| TASK |
Your task is to retype all of the records below with complete accuracy.

| DATA RECORDS |
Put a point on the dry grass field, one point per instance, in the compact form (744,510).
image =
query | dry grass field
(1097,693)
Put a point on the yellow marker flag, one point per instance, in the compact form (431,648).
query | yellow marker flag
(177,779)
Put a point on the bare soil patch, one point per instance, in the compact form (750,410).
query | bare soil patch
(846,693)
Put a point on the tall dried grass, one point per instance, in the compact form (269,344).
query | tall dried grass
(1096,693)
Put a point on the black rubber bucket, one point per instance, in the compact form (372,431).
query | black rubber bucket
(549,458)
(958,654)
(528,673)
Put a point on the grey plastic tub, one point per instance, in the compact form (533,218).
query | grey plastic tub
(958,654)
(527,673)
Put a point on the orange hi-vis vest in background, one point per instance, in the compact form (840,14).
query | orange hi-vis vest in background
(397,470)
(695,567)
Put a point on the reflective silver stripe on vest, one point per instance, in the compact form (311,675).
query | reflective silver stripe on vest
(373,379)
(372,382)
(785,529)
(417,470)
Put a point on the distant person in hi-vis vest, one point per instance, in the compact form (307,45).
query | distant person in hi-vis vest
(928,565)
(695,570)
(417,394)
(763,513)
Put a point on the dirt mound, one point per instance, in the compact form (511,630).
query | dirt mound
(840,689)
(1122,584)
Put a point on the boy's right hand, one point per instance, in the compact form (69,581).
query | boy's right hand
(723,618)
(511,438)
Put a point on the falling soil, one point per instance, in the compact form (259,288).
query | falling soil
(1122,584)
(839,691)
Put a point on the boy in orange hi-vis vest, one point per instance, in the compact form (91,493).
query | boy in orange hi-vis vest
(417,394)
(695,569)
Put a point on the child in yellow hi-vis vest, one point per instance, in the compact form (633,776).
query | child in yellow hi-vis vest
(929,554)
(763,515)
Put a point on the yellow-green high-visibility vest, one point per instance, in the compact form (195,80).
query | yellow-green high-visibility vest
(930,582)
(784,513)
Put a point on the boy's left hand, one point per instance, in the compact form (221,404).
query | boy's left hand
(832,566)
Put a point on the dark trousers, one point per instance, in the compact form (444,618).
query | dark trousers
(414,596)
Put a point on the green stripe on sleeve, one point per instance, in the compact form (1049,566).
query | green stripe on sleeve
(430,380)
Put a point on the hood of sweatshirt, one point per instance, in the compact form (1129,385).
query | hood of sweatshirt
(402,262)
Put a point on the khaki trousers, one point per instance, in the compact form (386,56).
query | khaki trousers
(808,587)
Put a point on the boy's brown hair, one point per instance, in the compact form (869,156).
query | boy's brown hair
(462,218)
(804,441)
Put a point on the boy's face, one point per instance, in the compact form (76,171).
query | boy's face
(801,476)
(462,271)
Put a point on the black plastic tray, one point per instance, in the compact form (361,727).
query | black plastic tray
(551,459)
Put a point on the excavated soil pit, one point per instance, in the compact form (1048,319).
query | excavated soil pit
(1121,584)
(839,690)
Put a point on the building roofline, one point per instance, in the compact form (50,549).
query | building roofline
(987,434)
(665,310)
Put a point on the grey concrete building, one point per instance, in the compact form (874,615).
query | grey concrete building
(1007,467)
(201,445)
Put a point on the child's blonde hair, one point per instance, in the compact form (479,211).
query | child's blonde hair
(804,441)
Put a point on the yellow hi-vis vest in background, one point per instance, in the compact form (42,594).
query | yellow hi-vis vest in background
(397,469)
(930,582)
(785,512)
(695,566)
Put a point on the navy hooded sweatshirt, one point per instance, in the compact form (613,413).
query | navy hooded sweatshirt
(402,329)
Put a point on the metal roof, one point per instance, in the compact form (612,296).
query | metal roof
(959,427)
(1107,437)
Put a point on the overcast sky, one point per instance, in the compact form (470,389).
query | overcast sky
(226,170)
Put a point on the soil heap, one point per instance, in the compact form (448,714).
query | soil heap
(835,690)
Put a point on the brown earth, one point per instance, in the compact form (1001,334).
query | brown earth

| ANSWER SPACE |
Put a point on the dry grass field, one point per instance, in the compact form (744,510).
image =
query | dry grass field
(1097,693)
Put a point on the yellow marker flag, one point per instance, in the compact form (431,648).
query | yellow marker flag
(177,779)
Put a point on the bare soil patch, one point per instance, in the compact form (750,410).
query | bare soil patch
(846,693)
Put a point on the tall dried grass, one point per instance, in the compact form (269,344).
query | tall dried grass
(1096,693)
Put a point on the black rubber bucket, one point per instance, in the compact form (372,431).
query | black rubber bucket
(549,458)
(958,654)
(528,673)
Put a point on the grey plastic tub, one point per instance, in the compact form (533,218).
query | grey plastic tub
(958,654)
(527,673)
Put a point on the orange hi-vis vest in background, one point per instance, in the compact form (840,14).
query | orange hi-vis vest in background
(397,470)
(695,567)
Put a point on the reflective silver stripe on vest, one point per instance, in the compact form (311,675).
query | reflective silver stripe on vest
(373,379)
(372,382)
(785,529)
(417,470)
Put a point on the distant person in hi-vis vest, one point per instance, in the compact form (307,45).
query | distant person in hi-vis vest
(928,565)
(695,570)
(417,394)
(763,513)
Put a point on the dirt mound, one point per instance, in the compact form (511,630).
query | dirt mound
(840,689)
(1122,584)
Put a point on the boy's right hand, one point per instance, in the compact form (69,581).
query | boy's right hand
(723,618)
(511,438)
Put a point on the falling soil, one point per instance, in the compact form (259,288).
query | falling soil
(1122,584)
(839,691)
Put a point on the boy in orange hi-vis vest, one point per instance, in the compact form (91,493).
query | boy in orange hi-vis vest
(417,394)
(695,569)
Put a point on the child in yellow hi-vis vest, one point per instance, in the compact form (633,776).
query | child in yellow hi-vis vest
(929,554)
(763,515)
Put a point on the yellow-green high-visibility vest, one point per instance, in the compact form (195,80).
query | yellow-green high-visibility vest
(930,582)
(784,513)
Put a point on the boy's left hand, one point per instance, in the compact form (221,404).
query | boy's left hand
(832,566)
Put a point on the dark trousers, one point per instance, in the compact form (444,618).
query | dark trousers
(414,596)
Put a point on the green stripe on sleeve, one point per instance, in the compact form (1049,566).
query | green stripe on sleeve
(430,380)
Put a point on the hood of sweatshirt, one point per instance, in the compact form (1129,385).
query | hood of sweatshirt
(402,262)
Put a point on the khaki trousers, one point per instance, in the compact form (386,56).
query | khaki trousers
(808,587)
Put a point on the boy's brown hair, one point per instance, in the compact form (869,156).
query | boy's brown hair
(462,218)
(804,441)
Put a point on the boy's face, one point per instance, in the compact form (76,171).
query | boy's face
(801,476)
(462,271)
Put a point on the black plastic tray, one point per instance, in the compact form (361,727).
query | black plastic tray
(551,459)
Put a point on the excavated soil pit, one point per instance, in the compact form (1048,319).
query | excavated soil pit
(1121,584)
(839,690)
Put a point on the building roofline, one point per instance, in the compact form (50,549).
query | building roofline
(987,434)
(665,310)
Put a point on the grey concrete building, one point per instance, in the compact form (874,615).
query | grey concrete building
(1007,467)
(201,445)
Put a point on the child's blonde hair, one point per instance, in the compact form (479,211).
query | child's blonde hair
(804,441)
Put a point on the yellow hi-vis vest in background, one point per instance, in the compact form (42,594).
query | yellow hi-vis vest in background
(397,469)
(930,582)
(785,512)
(695,566)
Put a point on the navy hooded sweatshirt, one point per instance, in the compact form (613,413).
query | navy hooded sweatshirt
(402,329)
Put a point on the metal roof, one point per instance, in the compact form (612,296).
query | metal roof
(959,427)
(1107,437)
Put a point on the overcast sky, one point per instance, in the compact form (470,389).
query | overcast sky
(226,170)
Put a point on the soil heap, one point per instance, in the compact form (448,714).
query | soil heap
(835,690)
Put a point on the brown earth, one point per instance, in the compact form (1001,334).
query | brown earth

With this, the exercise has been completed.